## [Passage to read]
___
The nature of happiness is an age-old question. Aristotle said happiness was the only goal “we choose for its own sake and never as a means to something else”.

That being said, as Irish I admire the ancient Celts and Saxons who measured life in terms of celebration:

I read in Brand’s “Popular Antiquities” that “Bishop Stillingfleet observes, that among the peoples of the northern nations, the Feast of the New Year was observed with more than ordinary jollity: thence, as Olaus Wormius and Scheffer observe, they reckoned their age by so many Iolas.” (Iola: to make merry)

So may we measure our lives by our joys.

We have lived, not in proportion to the number of years that we have spent on the earth, but in proportion as we have enjoyed”

Henry David Thoreau, Journals (1860)

Trusting Life

Today is a lovely fine autumn day in Geneva.

On days like this it is easier to see the deep joy in life, to have energy for the future, to see happiness in people strolling happily by the lake, to receive some great news of a new job, well deserved.

In moments like this I reflect on aspects of happiness and how the greatest work is finding contentment in life.

The starting point is in a quotation which I recently read : “If you hope to find lasting happiness, you must first answer the question, what is your true priority-your inner or your outer life?”
___
## [Records for the exercise]
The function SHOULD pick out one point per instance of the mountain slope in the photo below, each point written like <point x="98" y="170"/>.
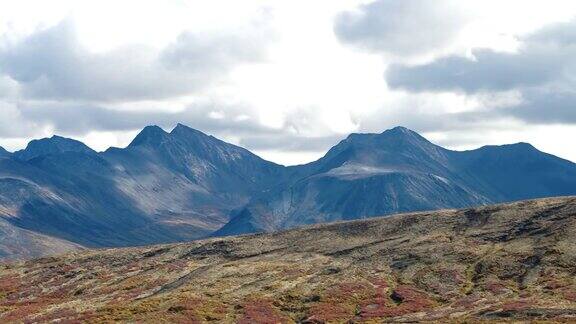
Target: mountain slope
<point x="502" y="263"/>
<point x="53" y="145"/>
<point x="164" y="187"/>
<point x="184" y="185"/>
<point x="398" y="171"/>
<point x="4" y="153"/>
<point x="19" y="243"/>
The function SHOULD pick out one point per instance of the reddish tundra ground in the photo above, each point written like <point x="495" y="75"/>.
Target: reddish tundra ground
<point x="514" y="262"/>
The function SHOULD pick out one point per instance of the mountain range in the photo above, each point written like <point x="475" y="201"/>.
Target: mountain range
<point x="184" y="185"/>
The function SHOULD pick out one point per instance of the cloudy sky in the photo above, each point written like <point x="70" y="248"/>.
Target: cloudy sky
<point x="289" y="79"/>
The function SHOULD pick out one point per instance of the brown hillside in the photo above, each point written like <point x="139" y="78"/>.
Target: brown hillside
<point x="506" y="263"/>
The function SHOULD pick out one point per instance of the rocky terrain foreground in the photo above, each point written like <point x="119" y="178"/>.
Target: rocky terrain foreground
<point x="511" y="262"/>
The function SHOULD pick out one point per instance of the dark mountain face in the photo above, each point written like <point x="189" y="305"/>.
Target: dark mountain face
<point x="4" y="153"/>
<point x="184" y="185"/>
<point x="53" y="145"/>
<point x="163" y="187"/>
<point x="397" y="171"/>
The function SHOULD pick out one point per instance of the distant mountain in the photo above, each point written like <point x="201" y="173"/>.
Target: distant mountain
<point x="164" y="187"/>
<point x="4" y="153"/>
<point x="184" y="185"/>
<point x="53" y="145"/>
<point x="398" y="171"/>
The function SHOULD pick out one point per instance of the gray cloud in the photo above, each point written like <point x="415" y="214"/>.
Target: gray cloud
<point x="543" y="71"/>
<point x="545" y="107"/>
<point x="406" y="27"/>
<point x="488" y="71"/>
<point x="52" y="64"/>
<point x="222" y="121"/>
<point x="545" y="57"/>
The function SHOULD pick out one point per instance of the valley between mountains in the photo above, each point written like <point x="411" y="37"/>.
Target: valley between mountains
<point x="59" y="195"/>
<point x="505" y="263"/>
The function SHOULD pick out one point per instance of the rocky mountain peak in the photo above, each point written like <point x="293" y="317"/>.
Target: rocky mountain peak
<point x="151" y="135"/>
<point x="53" y="145"/>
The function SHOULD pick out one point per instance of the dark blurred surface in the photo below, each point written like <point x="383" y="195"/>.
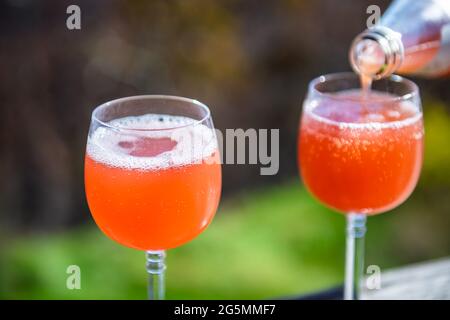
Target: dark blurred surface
<point x="250" y="61"/>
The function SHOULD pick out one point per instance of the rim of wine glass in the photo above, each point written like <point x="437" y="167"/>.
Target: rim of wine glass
<point x="150" y="97"/>
<point x="413" y="92"/>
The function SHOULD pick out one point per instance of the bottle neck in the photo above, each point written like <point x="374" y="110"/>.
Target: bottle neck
<point x="377" y="52"/>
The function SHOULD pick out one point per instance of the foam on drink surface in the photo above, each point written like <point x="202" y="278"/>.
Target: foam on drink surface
<point x="151" y="142"/>
<point x="354" y="109"/>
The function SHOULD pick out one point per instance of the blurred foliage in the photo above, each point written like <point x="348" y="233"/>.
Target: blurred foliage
<point x="272" y="242"/>
<point x="250" y="61"/>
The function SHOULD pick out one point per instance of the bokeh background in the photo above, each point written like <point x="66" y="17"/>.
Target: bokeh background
<point x="250" y="61"/>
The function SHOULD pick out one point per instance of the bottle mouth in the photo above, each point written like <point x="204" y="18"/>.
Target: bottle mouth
<point x="377" y="52"/>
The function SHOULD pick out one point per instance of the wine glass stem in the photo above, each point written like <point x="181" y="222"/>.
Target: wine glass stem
<point x="354" y="259"/>
<point x="156" y="268"/>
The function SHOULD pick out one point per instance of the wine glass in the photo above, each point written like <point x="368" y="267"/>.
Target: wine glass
<point x="360" y="152"/>
<point x="152" y="175"/>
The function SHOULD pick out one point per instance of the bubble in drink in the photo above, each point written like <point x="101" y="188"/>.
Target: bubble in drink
<point x="361" y="153"/>
<point x="149" y="186"/>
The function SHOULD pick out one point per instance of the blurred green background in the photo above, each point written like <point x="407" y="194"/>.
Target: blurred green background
<point x="250" y="61"/>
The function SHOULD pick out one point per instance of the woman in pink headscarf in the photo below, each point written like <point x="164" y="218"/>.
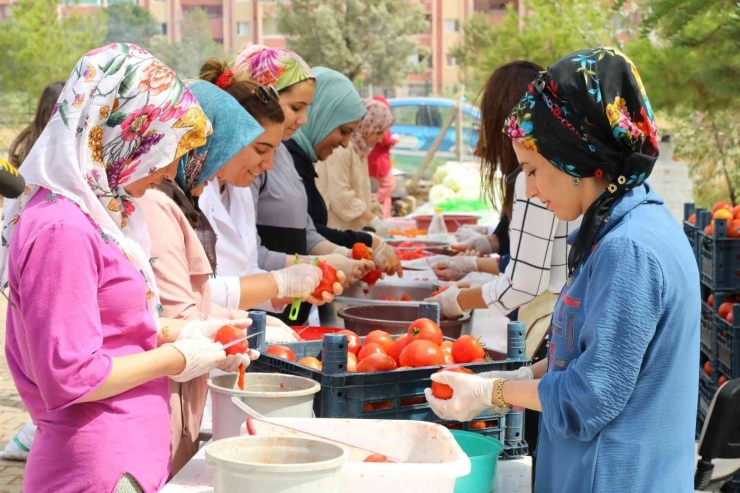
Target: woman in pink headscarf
<point x="343" y="179"/>
<point x="379" y="166"/>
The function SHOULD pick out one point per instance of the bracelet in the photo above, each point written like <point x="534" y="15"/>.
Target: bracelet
<point x="499" y="391"/>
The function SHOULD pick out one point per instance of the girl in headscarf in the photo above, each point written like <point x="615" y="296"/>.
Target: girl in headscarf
<point x="22" y="144"/>
<point x="85" y="352"/>
<point x="278" y="196"/>
<point x="379" y="165"/>
<point x="343" y="178"/>
<point x="625" y="331"/>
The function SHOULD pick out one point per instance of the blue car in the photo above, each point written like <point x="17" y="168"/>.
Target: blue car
<point x="418" y="121"/>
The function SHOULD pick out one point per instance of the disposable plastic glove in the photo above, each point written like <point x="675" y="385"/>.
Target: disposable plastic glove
<point x="380" y="226"/>
<point x="448" y="303"/>
<point x="297" y="281"/>
<point x="278" y="332"/>
<point x="201" y="356"/>
<point x="523" y="373"/>
<point x="353" y="270"/>
<point x="208" y="328"/>
<point x="455" y="268"/>
<point x="477" y="243"/>
<point x="386" y="260"/>
<point x="471" y="395"/>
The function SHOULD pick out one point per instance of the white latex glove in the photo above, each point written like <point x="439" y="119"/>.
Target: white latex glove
<point x="353" y="270"/>
<point x="466" y="230"/>
<point x="297" y="281"/>
<point x="386" y="260"/>
<point x="208" y="328"/>
<point x="478" y="243"/>
<point x="523" y="373"/>
<point x="380" y="226"/>
<point x="233" y="361"/>
<point x="201" y="356"/>
<point x="455" y="268"/>
<point x="471" y="395"/>
<point x="448" y="303"/>
<point x="278" y="332"/>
___
## [List of tasks]
A – Rewrite the piece on happiness from "On days like" up to and including "contentment in life.", putting "river" in place of "lake".
B – List every line of the records that contains the string "below".

## [Written answers]
A –
On days like this it is easier to see the deep joy in life, to have energy for the future, to see happiness in people strolling happily by the river, to receive some great news of a new job, well deserved.

In moments like this I reflect on aspects of happiness and how the greatest work is finding contentment in life.

B –
The function SHOULD pick out one point per instance of the mountain slope in the photo below, each point written like <point x="98" y="170"/>.
The function SHOULD pick out one point per instance of the dark blurred surface in the photo below, each point written like <point x="383" y="195"/>.
The function SHOULD pick out one point per instance of the woman in pink headscarf in the photo below, each point written like <point x="164" y="218"/>.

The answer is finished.